* Exercise
Please answer these questions from the statistics excerpt below:
1. What do inferential statistics use the sample to do?
2. Which layer of statistics does the post focus on exclusively?
3. What symbol stands for the sample variance?

* Excerpt provided
Descriptive vs. Inferential Statistics
Descriptive statistics summarize the sample in hand. Inferential statistics use the sample to make probability-based claims about a broader population (Weir & Vincent, 2021). This post focuses exclusively on the descriptive layer—the foundation that must be solid before any inference is attempted.

3 Mathematical Symbols

The table below collects all notation used in this post for quick reference.

Measure Symbol
Mean (population) \(\mu\)
Mean (sample) \(\bar{x}\)
Median \(Mdn\)
Mode \(Mo\)
Range \(R\)
Interquartile Range \(IQR\)
Variance (population) \(\sigma^2\)
Variance (sample) \(s^2\)
Standard Deviation (population) \(\sigma\)
Standard Deviation (sample) \(s\)
Coefficient of Variation \(CV\)

* Dataset extract
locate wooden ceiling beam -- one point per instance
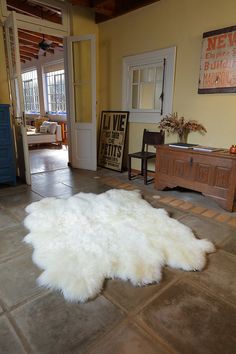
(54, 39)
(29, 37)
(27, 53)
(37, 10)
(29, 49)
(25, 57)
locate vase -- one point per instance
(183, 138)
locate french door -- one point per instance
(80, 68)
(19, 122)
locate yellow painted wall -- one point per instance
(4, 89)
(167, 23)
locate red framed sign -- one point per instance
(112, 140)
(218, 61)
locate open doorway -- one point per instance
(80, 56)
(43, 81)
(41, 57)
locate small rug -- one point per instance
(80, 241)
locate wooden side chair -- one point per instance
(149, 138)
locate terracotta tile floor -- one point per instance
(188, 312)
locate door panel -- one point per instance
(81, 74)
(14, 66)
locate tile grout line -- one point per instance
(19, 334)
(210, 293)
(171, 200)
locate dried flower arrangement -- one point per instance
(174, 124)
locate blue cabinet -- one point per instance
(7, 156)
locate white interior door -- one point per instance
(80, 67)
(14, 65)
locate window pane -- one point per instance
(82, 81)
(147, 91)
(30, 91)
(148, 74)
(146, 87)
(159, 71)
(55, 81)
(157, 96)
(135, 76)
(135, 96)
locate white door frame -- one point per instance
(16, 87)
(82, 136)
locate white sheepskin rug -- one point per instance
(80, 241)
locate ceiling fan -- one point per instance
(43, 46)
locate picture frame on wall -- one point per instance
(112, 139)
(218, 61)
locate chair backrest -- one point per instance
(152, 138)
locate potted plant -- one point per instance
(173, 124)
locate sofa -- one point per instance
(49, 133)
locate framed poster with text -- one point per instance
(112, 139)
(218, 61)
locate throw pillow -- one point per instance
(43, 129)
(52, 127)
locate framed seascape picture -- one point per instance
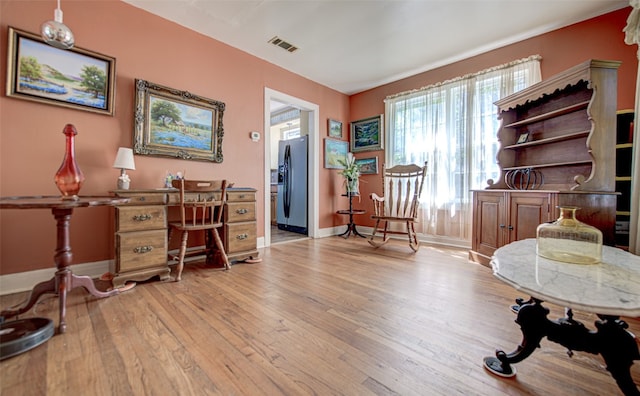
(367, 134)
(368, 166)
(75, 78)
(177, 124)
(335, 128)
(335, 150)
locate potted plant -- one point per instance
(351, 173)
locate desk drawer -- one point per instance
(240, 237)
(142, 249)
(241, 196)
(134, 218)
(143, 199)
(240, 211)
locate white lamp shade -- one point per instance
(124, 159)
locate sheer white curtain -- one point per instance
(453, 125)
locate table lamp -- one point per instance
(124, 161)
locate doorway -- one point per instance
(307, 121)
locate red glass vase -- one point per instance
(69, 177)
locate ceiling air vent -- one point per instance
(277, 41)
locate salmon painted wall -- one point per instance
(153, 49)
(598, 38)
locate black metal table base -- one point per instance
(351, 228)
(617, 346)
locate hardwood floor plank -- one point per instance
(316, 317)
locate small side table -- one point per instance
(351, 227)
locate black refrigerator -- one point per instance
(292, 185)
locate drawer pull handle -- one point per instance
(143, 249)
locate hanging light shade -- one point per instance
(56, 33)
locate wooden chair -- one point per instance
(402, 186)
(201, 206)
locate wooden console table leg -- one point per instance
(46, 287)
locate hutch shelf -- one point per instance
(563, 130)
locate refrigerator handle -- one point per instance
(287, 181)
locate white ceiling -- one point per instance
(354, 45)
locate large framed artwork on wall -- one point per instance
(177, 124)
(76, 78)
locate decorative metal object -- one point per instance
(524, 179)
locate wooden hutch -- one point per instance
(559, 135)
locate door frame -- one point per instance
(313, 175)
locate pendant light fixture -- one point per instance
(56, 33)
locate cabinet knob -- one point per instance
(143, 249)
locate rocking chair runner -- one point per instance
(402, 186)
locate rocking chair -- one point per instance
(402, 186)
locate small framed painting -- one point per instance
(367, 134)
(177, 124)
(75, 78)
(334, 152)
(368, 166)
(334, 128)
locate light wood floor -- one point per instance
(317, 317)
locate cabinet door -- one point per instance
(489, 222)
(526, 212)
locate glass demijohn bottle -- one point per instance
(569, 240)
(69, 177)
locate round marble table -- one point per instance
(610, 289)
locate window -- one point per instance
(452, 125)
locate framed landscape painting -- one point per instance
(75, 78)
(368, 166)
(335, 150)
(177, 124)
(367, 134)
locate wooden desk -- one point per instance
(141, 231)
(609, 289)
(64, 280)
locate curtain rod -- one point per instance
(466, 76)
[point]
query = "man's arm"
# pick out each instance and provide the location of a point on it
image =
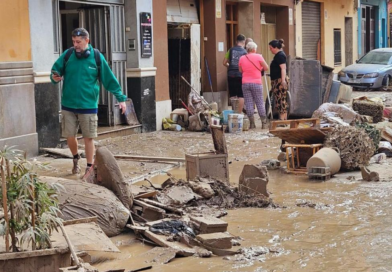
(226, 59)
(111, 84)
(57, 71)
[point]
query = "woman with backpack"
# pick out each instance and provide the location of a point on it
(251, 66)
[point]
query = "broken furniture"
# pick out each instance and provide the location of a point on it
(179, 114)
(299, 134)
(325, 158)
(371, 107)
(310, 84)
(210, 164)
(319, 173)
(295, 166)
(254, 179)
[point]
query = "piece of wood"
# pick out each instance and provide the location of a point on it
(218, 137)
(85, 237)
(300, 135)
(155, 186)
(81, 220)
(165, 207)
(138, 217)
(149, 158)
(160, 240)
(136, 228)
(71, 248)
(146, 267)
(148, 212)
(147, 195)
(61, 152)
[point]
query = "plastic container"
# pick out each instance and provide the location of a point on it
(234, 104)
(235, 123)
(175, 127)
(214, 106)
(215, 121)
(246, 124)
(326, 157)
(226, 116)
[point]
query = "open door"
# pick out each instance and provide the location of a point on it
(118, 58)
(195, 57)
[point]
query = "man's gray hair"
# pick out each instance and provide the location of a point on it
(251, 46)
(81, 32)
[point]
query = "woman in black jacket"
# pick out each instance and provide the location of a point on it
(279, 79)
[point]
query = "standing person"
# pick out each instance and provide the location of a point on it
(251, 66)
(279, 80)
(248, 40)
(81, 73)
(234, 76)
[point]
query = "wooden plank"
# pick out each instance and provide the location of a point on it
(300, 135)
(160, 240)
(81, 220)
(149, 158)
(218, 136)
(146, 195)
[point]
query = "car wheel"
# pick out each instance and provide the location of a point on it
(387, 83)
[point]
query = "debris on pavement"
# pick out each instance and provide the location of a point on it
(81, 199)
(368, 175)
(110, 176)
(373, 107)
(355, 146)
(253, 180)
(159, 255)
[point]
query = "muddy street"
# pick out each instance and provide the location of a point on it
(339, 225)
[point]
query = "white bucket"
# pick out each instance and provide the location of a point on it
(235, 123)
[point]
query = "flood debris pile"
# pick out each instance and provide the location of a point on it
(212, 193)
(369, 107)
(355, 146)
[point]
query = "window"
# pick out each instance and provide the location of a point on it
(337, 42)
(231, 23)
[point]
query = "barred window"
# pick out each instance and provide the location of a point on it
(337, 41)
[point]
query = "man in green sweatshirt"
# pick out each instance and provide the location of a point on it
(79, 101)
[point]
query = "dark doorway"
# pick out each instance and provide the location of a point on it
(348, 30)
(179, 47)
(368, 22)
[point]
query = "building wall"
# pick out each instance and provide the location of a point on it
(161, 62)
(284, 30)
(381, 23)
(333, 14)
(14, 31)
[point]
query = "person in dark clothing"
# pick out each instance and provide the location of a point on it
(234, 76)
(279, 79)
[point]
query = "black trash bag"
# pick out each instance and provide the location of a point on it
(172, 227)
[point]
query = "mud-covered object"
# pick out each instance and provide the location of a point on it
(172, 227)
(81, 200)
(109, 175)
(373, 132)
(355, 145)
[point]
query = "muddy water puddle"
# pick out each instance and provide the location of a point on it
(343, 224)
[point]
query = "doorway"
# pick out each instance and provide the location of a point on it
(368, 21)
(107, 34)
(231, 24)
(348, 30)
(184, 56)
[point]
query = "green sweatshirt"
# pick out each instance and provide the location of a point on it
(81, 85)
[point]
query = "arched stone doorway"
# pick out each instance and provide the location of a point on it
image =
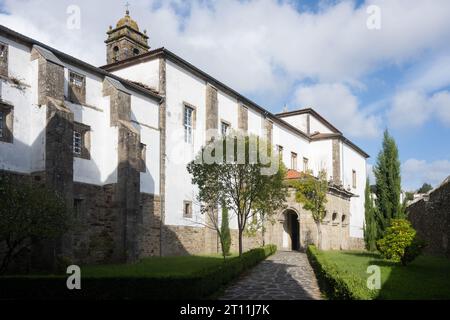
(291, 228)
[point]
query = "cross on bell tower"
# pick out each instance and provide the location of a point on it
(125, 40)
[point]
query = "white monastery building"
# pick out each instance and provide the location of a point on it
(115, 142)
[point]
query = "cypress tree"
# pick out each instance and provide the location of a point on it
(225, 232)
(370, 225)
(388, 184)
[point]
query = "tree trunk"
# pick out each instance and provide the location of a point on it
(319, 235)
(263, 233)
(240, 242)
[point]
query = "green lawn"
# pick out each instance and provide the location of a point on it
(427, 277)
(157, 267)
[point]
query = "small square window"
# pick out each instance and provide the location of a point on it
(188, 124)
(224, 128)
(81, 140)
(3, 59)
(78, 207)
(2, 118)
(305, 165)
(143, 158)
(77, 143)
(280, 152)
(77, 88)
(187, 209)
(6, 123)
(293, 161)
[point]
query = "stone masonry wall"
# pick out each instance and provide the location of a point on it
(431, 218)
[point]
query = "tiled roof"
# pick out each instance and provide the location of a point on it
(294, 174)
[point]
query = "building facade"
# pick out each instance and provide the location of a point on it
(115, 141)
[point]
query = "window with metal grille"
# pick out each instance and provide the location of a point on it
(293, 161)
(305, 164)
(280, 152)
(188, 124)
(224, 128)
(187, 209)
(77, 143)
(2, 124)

* Solution for this exercise
1. They make probability-based claims about a broader population.
2. The descriptive layer.
3. \(s^2\)